- **Stated goal A**:
In the excerpt on Russian policy-making, rewrite the part that opens with the words containing "There is no" and closes with "by a dictator.", changing "executive powers" to "executive authority".
- **Stated goal B**:
According to the excerpt on Russian policy-making, who makes Russian policy?
- **Stated goal C**:
Summarize the excerpt on Russian policy-making in two sentences.

- **Excerpt provided**:
There is no doubt that Putin is a very powerful president wielding strong executive powers. But he is not a dictator, nor is Russia set up to be ruled by a dictator.

Russian policy is made by professional bureaucrat-specialists resident in the extremely dense permanent Russian bureaucracy. These bureaucrats, part of the Russian civil servant class, are responsible for turning policy guidance into detailed implementation plans from which the resources needed for implementation are assigned, along with a timeline for completion of the task.

These implementation plans cut across ministries and are designed to consider all foreseeable variables. In short, Russian policy is the by-product of a process which represents the coordinated effort of a vast bureaucracy—the exact opposite of the individual “impulsivity” ascribed by McFaul, Hill, Kendall-Taylor, and others to Putin.

The plan implemented by Russia regarding Crimea in 2014 was born of the Russian concerns expressed in 2008, and were not the knee-jerk reactions of an impulsive, risk-taking Russian President. The same can be said for the situation unfolding in Ukraine today. The fact that Biden and his national security advisors are locked on to Putin as the personification of all things Russia is indicative of a fundamental misunderstanding of how Russia works or — worse — a deliberate campaign of perception management intended to deceive the American public about the complexities and realities of U.S. policy objectives.

Putin, with Foreign Minister Sergei Lavrov to his right at the Kremlin. (U.S. State Dept.)

Getting it wrong when it comes to defining policy-making reality in Russia today goes well beyond simply formulating bad policy, which is then incompetently implemented. The United States is ceding the initiative to Russia and its president. At the end of the day, one would be hard pressed to make a case where the executive decision-making powers of Vladimir Putin far exceed those of his American counterpart.

- **Stored records**:
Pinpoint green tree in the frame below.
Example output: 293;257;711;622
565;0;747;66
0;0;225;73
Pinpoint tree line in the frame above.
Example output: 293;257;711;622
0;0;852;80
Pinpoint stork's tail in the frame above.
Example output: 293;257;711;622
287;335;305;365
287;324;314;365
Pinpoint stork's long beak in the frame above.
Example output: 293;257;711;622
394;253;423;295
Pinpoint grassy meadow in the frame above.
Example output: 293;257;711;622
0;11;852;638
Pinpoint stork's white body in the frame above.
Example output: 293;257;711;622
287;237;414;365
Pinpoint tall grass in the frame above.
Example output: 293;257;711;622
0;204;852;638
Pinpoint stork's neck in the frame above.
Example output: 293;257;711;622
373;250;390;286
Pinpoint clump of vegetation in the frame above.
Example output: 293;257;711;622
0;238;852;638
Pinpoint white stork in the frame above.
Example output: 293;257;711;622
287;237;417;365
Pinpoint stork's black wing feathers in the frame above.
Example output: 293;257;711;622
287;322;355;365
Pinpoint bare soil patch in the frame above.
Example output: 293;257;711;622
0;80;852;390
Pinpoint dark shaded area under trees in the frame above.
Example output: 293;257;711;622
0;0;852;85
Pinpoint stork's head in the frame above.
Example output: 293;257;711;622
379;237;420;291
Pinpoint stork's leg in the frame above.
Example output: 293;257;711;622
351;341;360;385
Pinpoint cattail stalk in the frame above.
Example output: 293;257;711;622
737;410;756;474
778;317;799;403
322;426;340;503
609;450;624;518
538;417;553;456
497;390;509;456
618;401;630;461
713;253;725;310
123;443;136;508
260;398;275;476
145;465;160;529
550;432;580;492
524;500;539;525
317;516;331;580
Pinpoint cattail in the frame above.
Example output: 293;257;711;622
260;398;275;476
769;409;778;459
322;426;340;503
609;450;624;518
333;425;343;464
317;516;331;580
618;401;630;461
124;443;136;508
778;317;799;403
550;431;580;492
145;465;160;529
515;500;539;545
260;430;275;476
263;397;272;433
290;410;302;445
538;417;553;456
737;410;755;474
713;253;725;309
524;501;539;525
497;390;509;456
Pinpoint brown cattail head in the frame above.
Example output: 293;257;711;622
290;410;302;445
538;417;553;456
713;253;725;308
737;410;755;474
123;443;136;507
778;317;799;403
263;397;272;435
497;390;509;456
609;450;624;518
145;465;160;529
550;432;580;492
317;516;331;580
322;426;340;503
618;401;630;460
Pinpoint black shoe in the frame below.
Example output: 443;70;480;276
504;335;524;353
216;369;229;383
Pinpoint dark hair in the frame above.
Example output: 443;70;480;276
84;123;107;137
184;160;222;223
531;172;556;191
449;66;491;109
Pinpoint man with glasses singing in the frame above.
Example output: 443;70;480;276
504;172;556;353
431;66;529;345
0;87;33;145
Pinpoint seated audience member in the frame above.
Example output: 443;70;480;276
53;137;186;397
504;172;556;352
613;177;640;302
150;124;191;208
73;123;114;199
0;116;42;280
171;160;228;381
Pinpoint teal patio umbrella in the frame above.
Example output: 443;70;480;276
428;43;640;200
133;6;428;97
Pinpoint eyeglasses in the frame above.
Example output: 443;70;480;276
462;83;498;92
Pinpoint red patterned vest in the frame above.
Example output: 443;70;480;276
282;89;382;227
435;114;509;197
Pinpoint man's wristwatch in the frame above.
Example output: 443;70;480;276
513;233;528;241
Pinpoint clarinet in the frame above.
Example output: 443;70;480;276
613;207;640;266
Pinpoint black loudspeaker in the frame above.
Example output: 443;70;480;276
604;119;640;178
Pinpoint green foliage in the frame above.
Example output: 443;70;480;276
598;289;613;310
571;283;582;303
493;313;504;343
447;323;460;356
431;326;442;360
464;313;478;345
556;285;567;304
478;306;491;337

- **Right answer A**:
There is no doubt that Putin is a very powerful president wielding strong executive authority. But he is not a dictator, nor is Russia set up to be ruled by a dictator.

- **Right answer B**:
Professional bureaucrat-specialists in the dense permanent Russian bureaucracy.

- **Right answer C**:
Putin is a powerful president but not a dictator, because Russian policy comes from a vast, coordinated bureaucracy that turns policy guidance into detailed cross-ministry implementation plans. The 2014 Crimea plan grew out of Russian concerns from 2008 rather than impulse, as does the current situation in Ukraine, and the U.S. focus on Putin alone reflects either a misunderstanding of how Russia works or deliberate perception management, while the United States cedes the initiative to Russia.